抜粋文 =
....
2010/11/25/(Thu)07:43 
 友達に3年くらい前に書いた話見たいんだけど〜って言われて古いファイルを探してたんだけど、私オタク歴は長い割にBL書き歴が結構短くて、んで丁度探してたファイルのジャンルが、BLに向き合うの初挑戦状態だったから、なんか、もう、読み返せないにもほどがあった。ちょっとでもいちゃっとした途端動転せざるを得なかったよはずかしい〜!!! 幸いなことに、BL度の薄い話とか、薄い部分は案外冷静に読む…までは時間がないからしてないんだけど、目を通せる感じではあった。ふう。
 文体が違ってて面白かったです。私すぐ読んでる本の影響受けるんです。一般の小節とかだと、面白がって敢えて影響受けっぱなしで書いてみたりもするものの、二次でそれやっちゃだめでしょ、って思ってはいるんだけど、当時の文章その友達の文章の影響受けすぎで驚く。ああでも、友達の文章がかっこよかったので、つられた私の当時の文章もちょっと硬くて、またこういう風に書きたいなと憧れた。って他にこの長文で語れる場所がないのでここで書いてみる。
....
提供資料 =
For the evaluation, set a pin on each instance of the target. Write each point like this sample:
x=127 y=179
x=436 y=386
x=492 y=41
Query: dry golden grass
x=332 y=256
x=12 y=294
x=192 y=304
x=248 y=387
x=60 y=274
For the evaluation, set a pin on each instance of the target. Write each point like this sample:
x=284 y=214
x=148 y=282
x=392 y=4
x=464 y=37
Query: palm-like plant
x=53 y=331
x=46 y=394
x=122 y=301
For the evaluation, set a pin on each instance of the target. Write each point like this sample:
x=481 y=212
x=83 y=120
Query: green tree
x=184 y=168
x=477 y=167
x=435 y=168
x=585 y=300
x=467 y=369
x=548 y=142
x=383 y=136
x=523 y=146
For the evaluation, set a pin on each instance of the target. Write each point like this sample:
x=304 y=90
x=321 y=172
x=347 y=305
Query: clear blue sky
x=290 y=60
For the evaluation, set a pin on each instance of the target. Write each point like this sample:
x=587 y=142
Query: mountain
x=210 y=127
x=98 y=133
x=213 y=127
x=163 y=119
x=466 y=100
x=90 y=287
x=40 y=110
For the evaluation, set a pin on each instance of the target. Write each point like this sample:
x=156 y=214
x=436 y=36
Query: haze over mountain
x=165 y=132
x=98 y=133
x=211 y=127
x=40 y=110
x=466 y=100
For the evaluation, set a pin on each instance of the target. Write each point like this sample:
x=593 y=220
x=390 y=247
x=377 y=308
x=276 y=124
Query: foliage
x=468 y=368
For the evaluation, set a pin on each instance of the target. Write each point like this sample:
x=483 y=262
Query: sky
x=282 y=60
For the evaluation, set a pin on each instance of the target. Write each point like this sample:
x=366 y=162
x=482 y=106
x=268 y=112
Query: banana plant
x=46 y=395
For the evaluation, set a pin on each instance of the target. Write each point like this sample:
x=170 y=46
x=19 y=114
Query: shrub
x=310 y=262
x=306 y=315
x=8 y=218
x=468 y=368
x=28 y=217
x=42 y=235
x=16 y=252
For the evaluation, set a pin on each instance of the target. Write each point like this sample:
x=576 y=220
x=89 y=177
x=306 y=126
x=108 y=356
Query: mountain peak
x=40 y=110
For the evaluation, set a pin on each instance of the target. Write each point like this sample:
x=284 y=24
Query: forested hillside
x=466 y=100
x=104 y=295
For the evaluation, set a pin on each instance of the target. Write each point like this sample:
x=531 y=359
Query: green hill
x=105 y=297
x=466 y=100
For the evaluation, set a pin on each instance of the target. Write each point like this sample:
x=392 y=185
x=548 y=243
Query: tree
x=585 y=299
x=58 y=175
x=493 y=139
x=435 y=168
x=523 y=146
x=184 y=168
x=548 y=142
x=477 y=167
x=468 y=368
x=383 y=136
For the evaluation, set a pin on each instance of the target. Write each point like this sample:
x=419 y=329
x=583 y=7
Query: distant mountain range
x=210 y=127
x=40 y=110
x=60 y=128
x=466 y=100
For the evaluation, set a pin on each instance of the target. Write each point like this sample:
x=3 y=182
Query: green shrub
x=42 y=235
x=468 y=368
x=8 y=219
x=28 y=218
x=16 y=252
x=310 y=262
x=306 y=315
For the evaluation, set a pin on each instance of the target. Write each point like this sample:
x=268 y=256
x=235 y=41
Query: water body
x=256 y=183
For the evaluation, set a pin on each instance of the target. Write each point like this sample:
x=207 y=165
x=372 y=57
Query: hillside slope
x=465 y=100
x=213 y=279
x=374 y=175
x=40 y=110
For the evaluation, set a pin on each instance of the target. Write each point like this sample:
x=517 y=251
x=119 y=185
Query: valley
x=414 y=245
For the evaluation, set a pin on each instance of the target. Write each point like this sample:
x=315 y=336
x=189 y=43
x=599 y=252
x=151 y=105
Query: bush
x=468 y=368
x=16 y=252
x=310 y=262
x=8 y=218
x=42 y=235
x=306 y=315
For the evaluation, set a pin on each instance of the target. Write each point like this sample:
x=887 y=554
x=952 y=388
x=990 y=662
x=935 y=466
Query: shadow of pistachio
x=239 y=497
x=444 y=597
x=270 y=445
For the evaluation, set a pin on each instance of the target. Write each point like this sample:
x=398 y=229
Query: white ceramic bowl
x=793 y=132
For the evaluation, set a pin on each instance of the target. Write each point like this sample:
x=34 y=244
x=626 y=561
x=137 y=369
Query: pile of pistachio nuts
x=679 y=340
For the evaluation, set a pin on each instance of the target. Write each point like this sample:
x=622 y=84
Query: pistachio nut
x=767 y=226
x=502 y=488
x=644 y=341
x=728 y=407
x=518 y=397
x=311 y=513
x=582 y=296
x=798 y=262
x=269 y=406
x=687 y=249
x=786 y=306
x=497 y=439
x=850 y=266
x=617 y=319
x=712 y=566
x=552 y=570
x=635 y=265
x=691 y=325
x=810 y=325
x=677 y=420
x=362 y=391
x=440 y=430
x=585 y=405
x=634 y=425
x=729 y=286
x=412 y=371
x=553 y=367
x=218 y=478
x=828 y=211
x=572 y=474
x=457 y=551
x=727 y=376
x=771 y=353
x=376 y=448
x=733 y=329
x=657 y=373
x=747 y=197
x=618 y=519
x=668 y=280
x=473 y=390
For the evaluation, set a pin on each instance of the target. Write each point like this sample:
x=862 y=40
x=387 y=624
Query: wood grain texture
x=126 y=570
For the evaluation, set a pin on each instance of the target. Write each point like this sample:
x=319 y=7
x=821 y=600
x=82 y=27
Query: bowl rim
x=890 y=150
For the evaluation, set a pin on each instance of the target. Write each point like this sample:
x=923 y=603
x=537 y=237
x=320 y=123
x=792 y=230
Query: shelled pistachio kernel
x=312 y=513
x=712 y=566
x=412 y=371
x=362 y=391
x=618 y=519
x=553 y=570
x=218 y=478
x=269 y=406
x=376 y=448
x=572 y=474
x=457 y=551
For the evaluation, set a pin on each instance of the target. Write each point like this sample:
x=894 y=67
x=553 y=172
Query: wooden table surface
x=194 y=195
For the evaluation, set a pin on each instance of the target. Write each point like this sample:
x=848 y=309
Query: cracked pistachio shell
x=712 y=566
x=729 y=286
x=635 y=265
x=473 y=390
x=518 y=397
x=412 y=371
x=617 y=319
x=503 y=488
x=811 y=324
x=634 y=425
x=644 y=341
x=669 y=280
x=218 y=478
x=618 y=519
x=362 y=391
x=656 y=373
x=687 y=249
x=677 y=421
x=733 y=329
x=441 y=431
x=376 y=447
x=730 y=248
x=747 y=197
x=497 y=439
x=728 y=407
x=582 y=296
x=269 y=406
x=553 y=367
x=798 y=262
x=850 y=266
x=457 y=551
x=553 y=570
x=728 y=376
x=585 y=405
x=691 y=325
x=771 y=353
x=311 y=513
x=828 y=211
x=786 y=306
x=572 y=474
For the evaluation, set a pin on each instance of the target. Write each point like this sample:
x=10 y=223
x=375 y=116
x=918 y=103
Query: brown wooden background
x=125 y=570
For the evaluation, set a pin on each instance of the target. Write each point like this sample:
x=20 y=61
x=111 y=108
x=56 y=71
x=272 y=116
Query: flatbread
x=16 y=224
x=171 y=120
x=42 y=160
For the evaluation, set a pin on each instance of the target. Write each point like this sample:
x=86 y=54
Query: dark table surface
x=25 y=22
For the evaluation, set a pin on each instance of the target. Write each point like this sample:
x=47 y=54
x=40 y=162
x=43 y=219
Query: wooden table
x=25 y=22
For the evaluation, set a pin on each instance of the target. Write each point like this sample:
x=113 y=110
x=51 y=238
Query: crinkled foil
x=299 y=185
....
抜粋文の一部を、「文体が違ってて面白かったです」という語句を含む箇所から始めて「がないのでここで書いてみる。」の直後までを一字一句変えずに書き写してください。

解答 =
文体が違ってて面白かったです。私すぐ読んでる本の影響受けるんです。一般の小節とかだと、面白がって敢えて影響受けっぱなしで書いてみたりもするものの、二次でそれやっちゃだめでしょ、って思ってはいるんだけど、当時の文章その友達の文章の影響受けすぎで驚く。ああでも、友達の文章がかっこよかったので、つられた私の当時の文章もちょっと硬くて、またこういう風に書きたいなと憧れた。って他にこの長文で語れる場所がないのでここで書いてみる。